* begin *

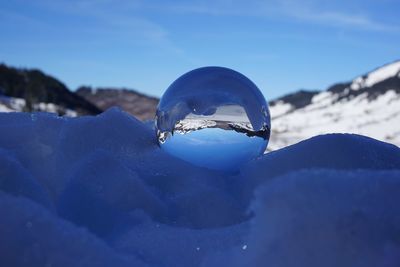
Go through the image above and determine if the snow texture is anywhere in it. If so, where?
[0,109,400,267]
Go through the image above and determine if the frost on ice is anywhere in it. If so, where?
[0,109,400,267]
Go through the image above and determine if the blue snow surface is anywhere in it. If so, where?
[0,108,400,267]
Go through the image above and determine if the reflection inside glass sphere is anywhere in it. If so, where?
[156,67,270,171]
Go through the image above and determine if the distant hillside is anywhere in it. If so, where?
[0,64,101,115]
[76,87,159,120]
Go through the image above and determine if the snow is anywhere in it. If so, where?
[0,108,400,267]
[0,96,78,117]
[269,90,400,150]
[269,101,293,118]
[350,61,400,90]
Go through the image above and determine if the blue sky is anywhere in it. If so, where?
[0,0,400,99]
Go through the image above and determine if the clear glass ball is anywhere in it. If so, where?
[156,67,271,171]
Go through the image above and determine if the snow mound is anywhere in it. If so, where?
[0,109,400,267]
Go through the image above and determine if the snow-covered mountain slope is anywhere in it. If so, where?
[0,95,78,117]
[269,61,400,150]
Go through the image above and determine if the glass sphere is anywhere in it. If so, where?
[156,67,271,171]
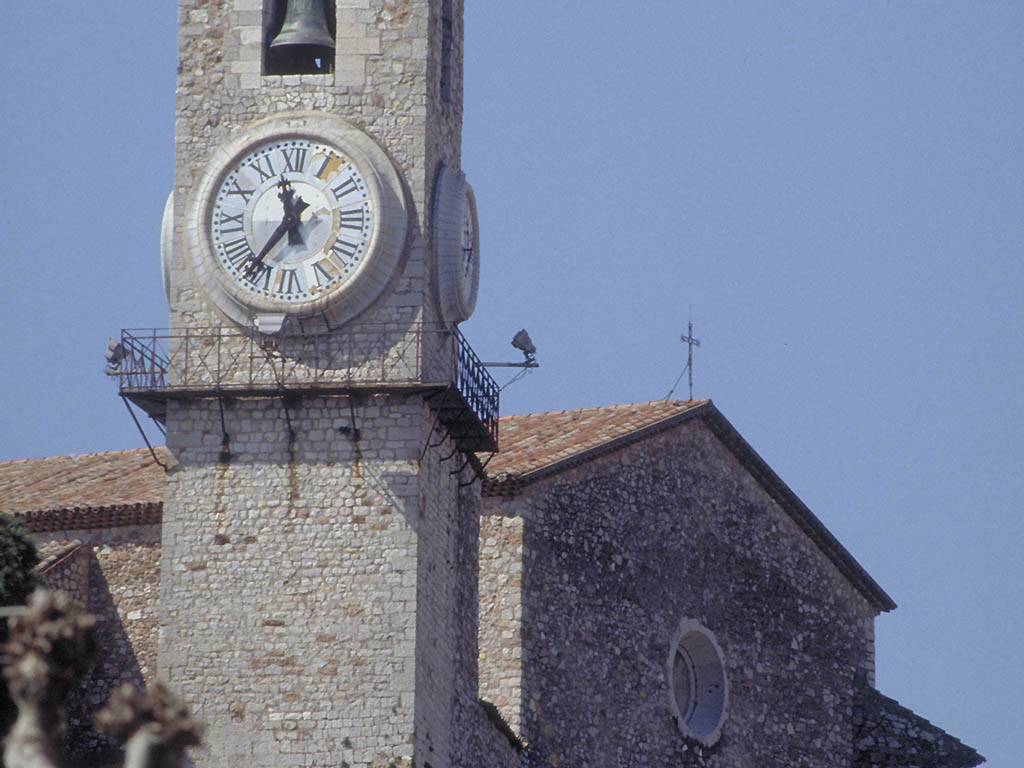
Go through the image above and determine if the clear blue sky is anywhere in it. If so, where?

* end *

### What the exercise asks
Turn the records above into a numbered list with one line per item, skipping any blank lines and omitting the pictures.

### Exercise output
1. Go through the image above and determine if the snow texture is anywhere in it. If so, where?
2. [0,109,400,267]
3. Go through the image above and determine if the frost on ice is anywhere in it. If so, where?
4. [0,109,400,267]
5. Go through the image above and determine if the blue snow surface is anywhere in it. If so, where?
6. [0,108,400,267]
7. Go through the image above and determine if the reflection inside glass sphere is anywhere in it. If so, where?
8. [156,67,270,171]
9. Go through the image above and determine if the distant hillside is anywhere in it. If so, where?
10. [0,64,101,115]
11. [76,87,159,120]
12. Go through the image above and determine if the snow is anywhere in it. If so, where?
13. [0,108,400,267]
14. [0,96,78,117]
15. [269,90,400,150]
16. [269,101,293,118]
17. [350,61,400,90]
18. Go through the image above and determine if the blue sky is anywhere in it. If so, where?
19. [0,0,400,99]
20. Go through the image above and determine if the clear glass ball is anywhere in it. If so, where?
21. [156,67,271,171]
22. Go through the image above and determine if the snow mound is anywhere in it. If so, where?
23. [0,109,400,267]
24. Go through the image above and determine if the snow-covered mountain slope is anywhere in it. If so, where?
25. [0,95,78,117]
26. [269,61,400,150]
27. Go through the image above and determine if the glass sphere is anywhere in it. If so, where?
28. [156,67,271,171]
29. Go through the image above and determine if the clear blue sky is anywhere in it. If so, where?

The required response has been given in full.